- EXTRACTED INFORMATION
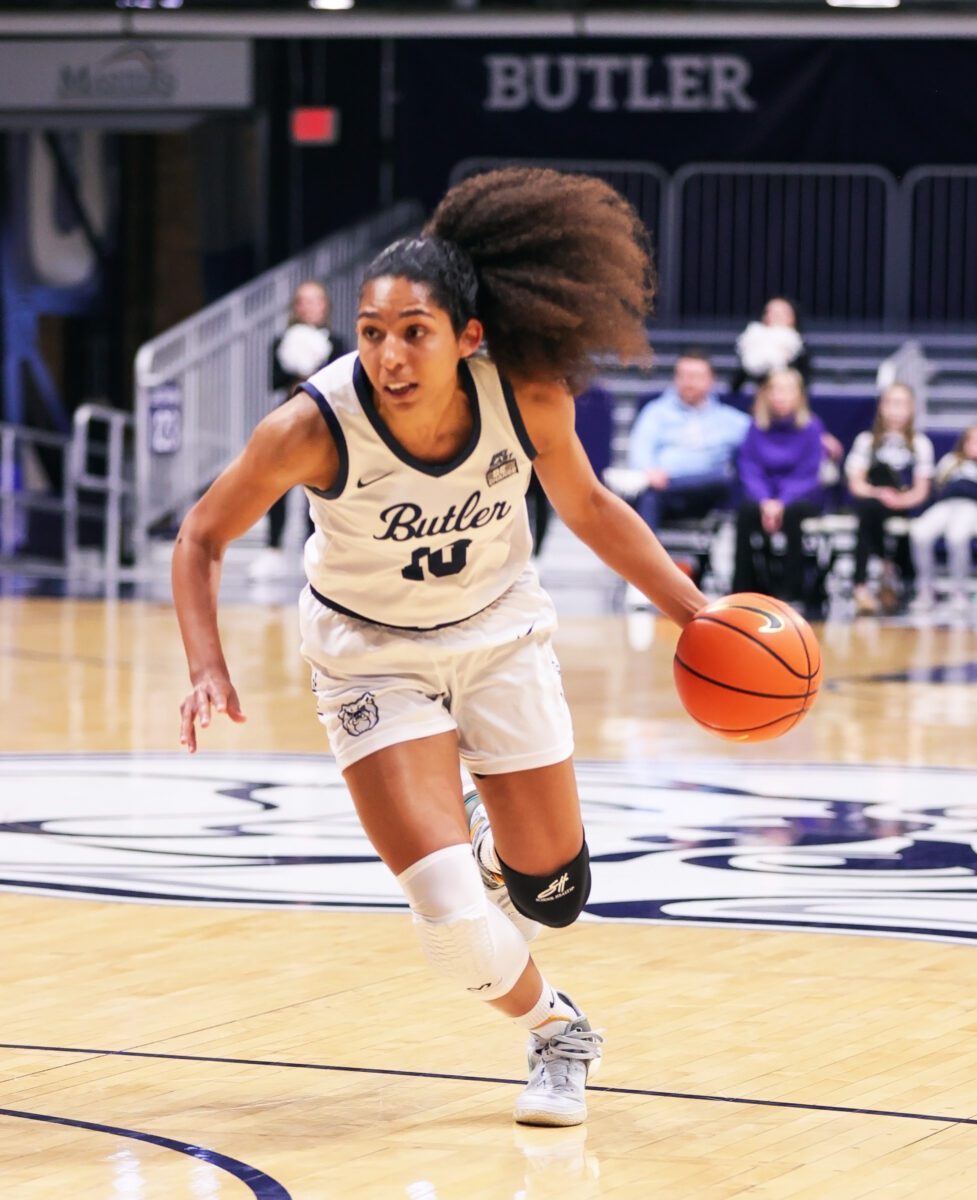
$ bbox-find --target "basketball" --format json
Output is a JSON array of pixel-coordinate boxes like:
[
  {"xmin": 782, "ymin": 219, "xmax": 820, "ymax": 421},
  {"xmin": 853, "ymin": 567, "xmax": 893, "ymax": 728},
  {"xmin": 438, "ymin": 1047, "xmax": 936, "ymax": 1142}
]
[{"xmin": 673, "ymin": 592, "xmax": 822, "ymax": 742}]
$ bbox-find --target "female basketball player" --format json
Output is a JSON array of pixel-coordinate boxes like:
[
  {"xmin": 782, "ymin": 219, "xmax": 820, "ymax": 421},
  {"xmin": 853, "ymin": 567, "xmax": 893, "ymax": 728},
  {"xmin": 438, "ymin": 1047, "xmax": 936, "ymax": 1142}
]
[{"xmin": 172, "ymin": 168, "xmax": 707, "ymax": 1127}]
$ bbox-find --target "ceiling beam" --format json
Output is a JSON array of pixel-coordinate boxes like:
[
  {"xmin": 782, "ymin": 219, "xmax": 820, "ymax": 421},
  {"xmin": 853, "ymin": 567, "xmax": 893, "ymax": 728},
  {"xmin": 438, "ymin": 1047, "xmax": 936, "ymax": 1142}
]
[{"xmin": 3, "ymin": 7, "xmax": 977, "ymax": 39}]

- EXERCISE AIM
Please return every line of the material above that includes "basketball".

- EXERCISE ANSWER
$ bbox-find --target "basketball" --format json
$ bbox-find --target "female basketball player" --format json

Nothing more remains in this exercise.